[start Supplied material]

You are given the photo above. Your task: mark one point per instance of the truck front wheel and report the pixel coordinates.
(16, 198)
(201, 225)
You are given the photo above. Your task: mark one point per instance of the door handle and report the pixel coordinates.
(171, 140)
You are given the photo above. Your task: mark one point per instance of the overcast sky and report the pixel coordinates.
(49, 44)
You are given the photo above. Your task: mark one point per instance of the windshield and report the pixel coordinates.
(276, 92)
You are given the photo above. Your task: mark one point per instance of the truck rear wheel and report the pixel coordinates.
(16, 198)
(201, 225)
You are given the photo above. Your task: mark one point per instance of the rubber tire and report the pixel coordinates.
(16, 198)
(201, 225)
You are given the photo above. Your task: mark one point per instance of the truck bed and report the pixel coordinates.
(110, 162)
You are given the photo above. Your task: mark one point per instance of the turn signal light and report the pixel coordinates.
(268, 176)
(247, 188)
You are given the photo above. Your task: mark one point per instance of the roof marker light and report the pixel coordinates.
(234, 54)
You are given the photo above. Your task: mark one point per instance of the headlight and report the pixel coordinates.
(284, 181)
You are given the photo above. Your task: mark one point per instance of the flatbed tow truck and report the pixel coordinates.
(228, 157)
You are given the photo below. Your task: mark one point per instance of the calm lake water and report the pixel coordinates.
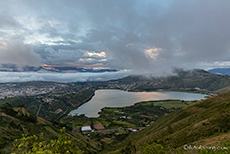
(119, 98)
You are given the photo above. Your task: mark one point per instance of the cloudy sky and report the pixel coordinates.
(139, 35)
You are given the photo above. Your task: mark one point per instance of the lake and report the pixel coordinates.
(119, 98)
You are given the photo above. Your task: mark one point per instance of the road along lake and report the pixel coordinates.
(119, 98)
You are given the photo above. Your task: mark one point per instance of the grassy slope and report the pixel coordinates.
(12, 127)
(200, 124)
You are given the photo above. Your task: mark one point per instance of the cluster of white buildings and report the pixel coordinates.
(18, 90)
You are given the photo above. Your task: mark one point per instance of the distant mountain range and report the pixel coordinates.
(223, 71)
(50, 68)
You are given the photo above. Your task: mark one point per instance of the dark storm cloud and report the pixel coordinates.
(18, 53)
(57, 77)
(146, 36)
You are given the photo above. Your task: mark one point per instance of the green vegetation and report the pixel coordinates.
(205, 123)
(139, 115)
(35, 144)
(15, 121)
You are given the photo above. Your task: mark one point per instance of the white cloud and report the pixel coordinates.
(60, 77)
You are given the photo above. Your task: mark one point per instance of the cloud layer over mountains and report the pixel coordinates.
(145, 36)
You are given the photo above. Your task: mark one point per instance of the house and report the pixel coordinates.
(98, 127)
(86, 129)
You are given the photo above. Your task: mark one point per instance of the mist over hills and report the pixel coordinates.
(50, 68)
(223, 71)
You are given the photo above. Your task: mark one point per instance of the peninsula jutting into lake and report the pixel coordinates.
(119, 98)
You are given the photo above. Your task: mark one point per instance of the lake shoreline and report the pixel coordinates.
(119, 98)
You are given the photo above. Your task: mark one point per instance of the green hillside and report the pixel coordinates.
(206, 123)
(14, 122)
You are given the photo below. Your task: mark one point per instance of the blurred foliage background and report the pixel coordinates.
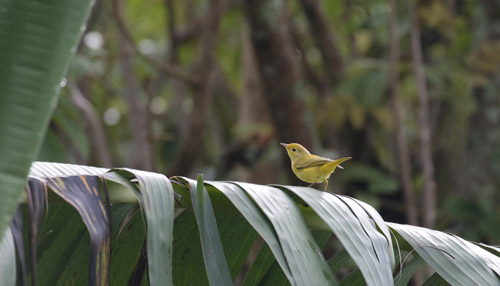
(212, 87)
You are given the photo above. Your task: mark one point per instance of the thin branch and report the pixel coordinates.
(402, 141)
(324, 39)
(166, 68)
(429, 191)
(192, 146)
(142, 155)
(94, 125)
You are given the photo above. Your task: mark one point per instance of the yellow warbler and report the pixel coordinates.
(311, 168)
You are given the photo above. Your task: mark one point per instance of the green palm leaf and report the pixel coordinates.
(456, 260)
(37, 39)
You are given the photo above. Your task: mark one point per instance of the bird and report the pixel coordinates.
(311, 168)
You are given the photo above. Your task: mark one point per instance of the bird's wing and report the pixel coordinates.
(313, 162)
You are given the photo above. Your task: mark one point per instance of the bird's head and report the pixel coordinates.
(295, 150)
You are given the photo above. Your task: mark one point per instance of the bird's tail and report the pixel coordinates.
(330, 166)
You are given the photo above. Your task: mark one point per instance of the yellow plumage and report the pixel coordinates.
(311, 168)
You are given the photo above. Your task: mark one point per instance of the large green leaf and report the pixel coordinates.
(305, 260)
(37, 39)
(256, 218)
(353, 227)
(456, 260)
(215, 261)
(7, 259)
(157, 201)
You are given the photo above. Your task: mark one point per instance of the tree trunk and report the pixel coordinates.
(192, 146)
(402, 142)
(277, 64)
(429, 191)
(324, 39)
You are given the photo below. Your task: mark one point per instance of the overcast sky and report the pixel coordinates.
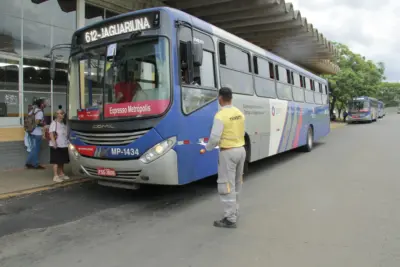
(368, 27)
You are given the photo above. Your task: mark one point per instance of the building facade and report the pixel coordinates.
(28, 30)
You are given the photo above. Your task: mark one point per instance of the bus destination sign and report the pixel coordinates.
(126, 25)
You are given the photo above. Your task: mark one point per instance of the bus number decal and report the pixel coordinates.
(125, 151)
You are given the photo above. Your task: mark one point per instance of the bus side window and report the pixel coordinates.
(184, 62)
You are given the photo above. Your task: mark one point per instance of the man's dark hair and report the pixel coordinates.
(39, 102)
(225, 93)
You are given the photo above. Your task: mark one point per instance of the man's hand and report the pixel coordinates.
(202, 143)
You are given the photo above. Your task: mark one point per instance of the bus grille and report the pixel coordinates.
(109, 139)
(119, 174)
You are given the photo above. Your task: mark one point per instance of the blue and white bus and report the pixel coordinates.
(381, 110)
(142, 95)
(363, 109)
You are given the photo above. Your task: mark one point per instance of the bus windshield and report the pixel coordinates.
(126, 79)
(357, 106)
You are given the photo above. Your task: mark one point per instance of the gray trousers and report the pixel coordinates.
(230, 179)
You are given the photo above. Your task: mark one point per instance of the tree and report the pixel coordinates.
(389, 93)
(357, 77)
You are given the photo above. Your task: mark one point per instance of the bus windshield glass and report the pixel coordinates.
(357, 106)
(126, 79)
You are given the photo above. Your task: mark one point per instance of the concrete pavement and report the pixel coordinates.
(19, 182)
(335, 206)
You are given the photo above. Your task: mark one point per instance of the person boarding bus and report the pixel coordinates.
(228, 133)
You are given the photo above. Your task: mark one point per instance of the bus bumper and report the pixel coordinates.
(162, 171)
(351, 119)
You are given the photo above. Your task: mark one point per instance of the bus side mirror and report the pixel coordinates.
(197, 55)
(52, 67)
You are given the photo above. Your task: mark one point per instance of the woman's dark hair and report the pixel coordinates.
(225, 93)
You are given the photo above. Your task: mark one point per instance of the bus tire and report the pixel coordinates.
(309, 140)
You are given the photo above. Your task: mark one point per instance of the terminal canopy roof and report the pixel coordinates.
(271, 24)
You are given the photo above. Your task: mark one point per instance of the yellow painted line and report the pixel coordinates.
(42, 188)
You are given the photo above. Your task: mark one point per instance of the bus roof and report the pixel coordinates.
(364, 98)
(213, 30)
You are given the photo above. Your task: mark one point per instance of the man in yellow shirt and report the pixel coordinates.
(228, 133)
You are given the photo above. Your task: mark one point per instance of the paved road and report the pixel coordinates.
(336, 206)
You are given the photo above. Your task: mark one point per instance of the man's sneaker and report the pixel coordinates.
(64, 177)
(57, 179)
(29, 166)
(39, 167)
(225, 223)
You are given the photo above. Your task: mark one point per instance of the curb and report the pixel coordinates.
(337, 125)
(42, 188)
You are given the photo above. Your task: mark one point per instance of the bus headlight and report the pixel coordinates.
(73, 150)
(158, 150)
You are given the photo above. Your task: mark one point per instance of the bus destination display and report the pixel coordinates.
(127, 25)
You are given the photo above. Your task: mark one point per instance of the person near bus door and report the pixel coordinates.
(228, 133)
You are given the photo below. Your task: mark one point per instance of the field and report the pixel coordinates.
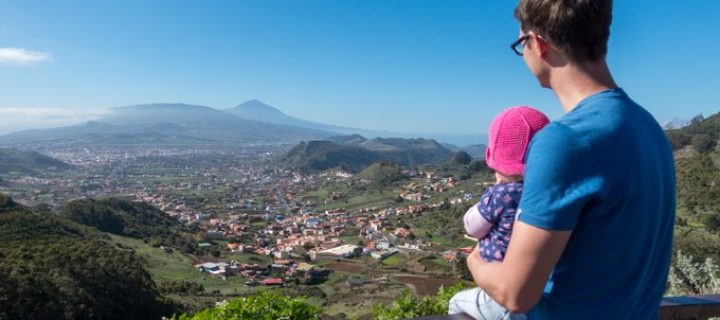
(426, 286)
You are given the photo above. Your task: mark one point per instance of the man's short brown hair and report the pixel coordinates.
(578, 28)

[end Supplied material]

### Goal
Express the records from the line containing "road and report the pixel coordinates." through the end of the records as a two-column CSV with the columns input and output. Give one row per record, with its text and its answer each in a single quoted field, line breaks turned into spaces, and the pictures left out.

### Task solution
input,output
"You are given the photo above. Your task: mark one point per instance of the paved road and report the pixel coordinates.","(336, 206)"
"You are given the photo above. Your task: mark one point per instance of the man's sneaker and report the pixel coordinates.","(64, 177) (57, 179) (29, 166) (39, 167) (225, 223)"
"You are given the photo above. Your task: mark one point per instance of the curb and report the pixel coordinates.","(337, 125) (42, 188)"
"You are given the photo above. Your task: mark one point per instance of the bus headlight and report the pixel coordinates.","(73, 150) (158, 150)"
"You are given the photo above. Your task: mark one point per instance of the bus destination display and report the pixel coordinates.","(127, 25)"
"You are given the photo above. Your task: mark one point per instance of the person near bus door and report the pixel coordinates.","(228, 133)"
"You are given the photo below. Your task: mark one point per instance of the field and report the pixel coordinates.","(426, 286)"
"You are given the photo above. Your task: mark one point per instance of the man's short brown hair and report the pixel coordinates.","(578, 28)"